EXERCISE MATERIALS:
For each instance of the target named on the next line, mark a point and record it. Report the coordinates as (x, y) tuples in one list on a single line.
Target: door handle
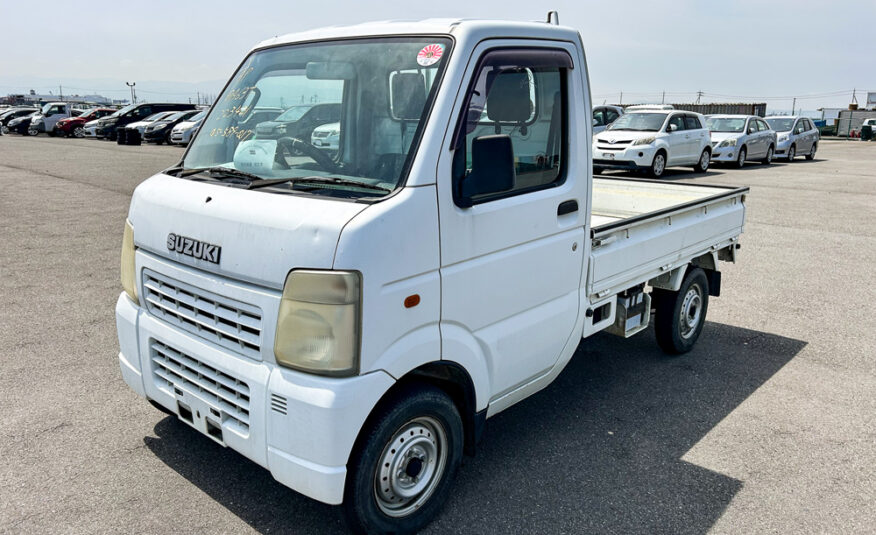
[(567, 207)]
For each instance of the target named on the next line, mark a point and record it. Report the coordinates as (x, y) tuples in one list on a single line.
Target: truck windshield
[(781, 124), (641, 122), (725, 124), (378, 90)]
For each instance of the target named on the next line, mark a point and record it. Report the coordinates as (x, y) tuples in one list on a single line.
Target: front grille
[(177, 370), (228, 323)]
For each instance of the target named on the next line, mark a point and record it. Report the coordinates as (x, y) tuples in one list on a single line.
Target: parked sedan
[(327, 136), (796, 135), (299, 121), (159, 131), (738, 138), (21, 124), (9, 114), (183, 132), (75, 126)]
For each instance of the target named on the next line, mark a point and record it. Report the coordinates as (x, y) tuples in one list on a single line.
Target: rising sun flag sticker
[(429, 55)]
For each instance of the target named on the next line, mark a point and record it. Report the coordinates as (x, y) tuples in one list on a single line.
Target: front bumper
[(299, 426), (631, 157)]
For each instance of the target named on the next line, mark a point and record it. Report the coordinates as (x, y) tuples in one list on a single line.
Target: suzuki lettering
[(194, 248)]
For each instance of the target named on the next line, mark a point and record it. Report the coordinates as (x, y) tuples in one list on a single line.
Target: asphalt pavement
[(768, 425)]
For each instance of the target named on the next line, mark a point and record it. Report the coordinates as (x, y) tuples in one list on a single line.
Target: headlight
[(318, 324), (645, 140), (128, 271)]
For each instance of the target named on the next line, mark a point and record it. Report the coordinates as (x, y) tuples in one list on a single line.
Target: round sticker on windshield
[(429, 55)]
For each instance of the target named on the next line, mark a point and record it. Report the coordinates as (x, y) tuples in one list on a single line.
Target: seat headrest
[(408, 95), (508, 97)]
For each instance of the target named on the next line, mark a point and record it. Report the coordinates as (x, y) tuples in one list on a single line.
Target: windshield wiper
[(263, 183), (225, 171)]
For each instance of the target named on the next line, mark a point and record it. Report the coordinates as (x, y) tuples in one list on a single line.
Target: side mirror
[(492, 169)]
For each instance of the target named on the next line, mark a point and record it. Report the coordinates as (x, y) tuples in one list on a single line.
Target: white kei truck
[(349, 320)]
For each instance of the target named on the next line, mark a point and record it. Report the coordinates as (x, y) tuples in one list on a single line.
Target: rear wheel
[(404, 461), (703, 163), (768, 159), (682, 314), (658, 166)]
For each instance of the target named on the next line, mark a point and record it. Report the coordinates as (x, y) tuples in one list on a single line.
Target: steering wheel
[(291, 144)]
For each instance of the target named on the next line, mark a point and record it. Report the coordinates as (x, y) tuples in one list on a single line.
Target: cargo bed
[(641, 229)]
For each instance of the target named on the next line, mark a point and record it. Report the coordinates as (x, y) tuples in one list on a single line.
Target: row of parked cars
[(152, 122), (652, 138), (169, 123)]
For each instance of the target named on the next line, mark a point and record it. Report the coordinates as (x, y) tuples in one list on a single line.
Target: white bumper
[(299, 426)]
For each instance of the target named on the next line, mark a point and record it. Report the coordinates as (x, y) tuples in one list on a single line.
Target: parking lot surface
[(768, 425)]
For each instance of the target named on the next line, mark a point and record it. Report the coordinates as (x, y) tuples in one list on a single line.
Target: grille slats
[(228, 323), (176, 369)]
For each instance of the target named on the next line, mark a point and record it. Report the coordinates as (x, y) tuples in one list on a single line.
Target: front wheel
[(768, 159), (740, 160), (680, 315), (404, 462), (658, 166)]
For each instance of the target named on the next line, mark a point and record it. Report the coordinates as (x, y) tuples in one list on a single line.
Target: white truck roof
[(460, 28)]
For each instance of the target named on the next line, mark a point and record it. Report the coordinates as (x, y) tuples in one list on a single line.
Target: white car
[(183, 132), (140, 126), (737, 138), (796, 135), (604, 116), (91, 128), (327, 136), (653, 139)]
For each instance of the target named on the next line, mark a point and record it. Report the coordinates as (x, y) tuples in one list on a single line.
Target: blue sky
[(746, 50)]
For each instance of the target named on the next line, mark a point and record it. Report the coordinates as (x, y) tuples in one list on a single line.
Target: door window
[(521, 95), (678, 121), (692, 122)]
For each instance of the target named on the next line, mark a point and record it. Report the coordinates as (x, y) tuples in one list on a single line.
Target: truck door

PROBLEM: An answer that restates all the entries exactly and drops the images is what is needed.

THE ANSWER:
For each instance of the target named on the next line, mark a point and record it. Report the coordinates as (x, y) tuples in one list on a single line.
Target: door handle
[(567, 207)]
For each instance of the target named on the next line, mark a point and record it. Report the coordinates as (x, y) tuples in one list on a single line.
Target: truck windshield
[(781, 124), (641, 122), (725, 124), (378, 90)]
For each instance of the target named on the next line, mark a point and record it. Report the coordinates as (x, y) tuples in one list on a single line.
Target: front grille
[(177, 370), (228, 323)]
For each instance of the target named on the next line, mark a point and record it. Report the coordinates as (x, y) tuples in one list on a single line.
Target: parked sedan
[(327, 136), (796, 135), (299, 121), (159, 131), (738, 138), (21, 124), (9, 114), (183, 132), (75, 126)]
For each instance of the target named on the next line, mark a point and record it. Report the coordinates as (x, y) tuples in one list on a single line.
Target: rising sun flag sticker
[(429, 55)]
For each instance of the target named on the next line, mark a point and record it. Report the coordinates as (x, y) tuples in one list on a single line.
Target: front bumper
[(299, 426), (631, 157)]
For each instance of the target named on the next line, mark a point and record it. Report the coordinates as (x, y) tuples in one list on a single line.
Target: suzuki lettering
[(194, 248)]
For each instance of the target named on the next line, mark a point and record it. Report the coordinates as (x, y) tuples in one list on a single line.
Target: asphalt pavement
[(768, 425)]
For each instance of the target named on the next line, mark a point and record it. Report the coordinates as (x, y) tuples in one list on a single line.
Target: headlight
[(318, 324), (645, 140), (128, 271)]
For each instance of the target named on the next line, mark a point and record it. Report the coordinates as (x, y) tuples in one list on a single line.
Target: round sticker on windshield
[(429, 55)]
For each instance of the target named on the next line, mark a point and record it. Report the coordinates as (x, y) tuples in one list on a single line.
Target: seat headrest
[(408, 95), (508, 97)]
For each instance of the target named on the next line, mark a point and record it. Report the coordinates as (x, y) tuples in one list on a single line.
Target: windshield wiper
[(263, 183), (225, 171)]
For each instance of the target named on the next line, mark a point and record it. Report the coordinates as (x, y) tuples in one list on a single line.
Target: side mirror
[(492, 169)]
For each instance of the target named on the next line, mark a point and record it. Report the coordinates as (x, y) tuples in one list on a single line.
Target: white kei truck
[(349, 320)]
For each instance of the target named on the next line, mark a point and record it. Report the coordinates as (x, y) tuples in one list on a single line.
Target: rear wheel
[(404, 461), (703, 163), (768, 159), (682, 314), (658, 166)]
For each instance of the target named on the next line, mark a point and record it. Report the coordinates as (x, y) tuples in one list on a single line.
Target: steering wheel
[(291, 144)]
For each instance of the target named on the next line, mark a point and record it. Report the coordinates as (x, y) tuples in one list on a single line.
Target: cargo bed
[(641, 229)]
For each instance of the target named on the next line, mark a point and record it. Report the coordinates as (x, y) tuples in one list on a single line.
Target: row of parked cars
[(152, 122), (652, 138), (169, 123)]
For each instance of the target named on the next line, mark a point and record it. Report the coordinates as (x, y) tuples in one list on a single line.
Target: white bumper
[(299, 426)]
For each instance of the target named on the next line, mark a point and record it. Report the coordinates as (x, y) tuples in one list on a single line.
Target: parking lot surface
[(768, 425)]
For each instance of the target named on the next line, mark a point and record it. Report the coordinates as (x, y) tuples in one list on a single line.
Target: grille slats
[(228, 323), (176, 369)]
For each instance of the target named on the next line, mark a point and record it. Report the coordinates as (x, y) tuples in one list on a single line.
Target: front wheel
[(768, 159), (740, 160), (680, 315), (404, 462), (658, 166)]
For each instance of the target named on the next line, mark a point and record it. Report the coordinates as (x, y) tuples in one list on a single line.
Target: white truck roof
[(460, 28)]
For each instance of the target named on the next line, mark a point and record it. Report the coordinates as (x, y) tuples in one list on a single line.
Target: white car
[(183, 132), (140, 126), (737, 138), (796, 135), (604, 116), (91, 128), (327, 136), (653, 139)]
For each instance of the target named on the next line, mark a point and record it. Report the coordinates as (x, y) tuples in one list on a single line.
Target: blue sky
[(746, 50)]
For each instance of the target named on the next line, mark a point and record it. Report the coordinates as (x, y) tuples in one list on a single line.
Target: door window
[(521, 95), (678, 121), (692, 122)]
For each instance of the target named on the next line, mark a point and record it. Report the coordinates as (x, y) tuples in one list on a single line.
Target: truck door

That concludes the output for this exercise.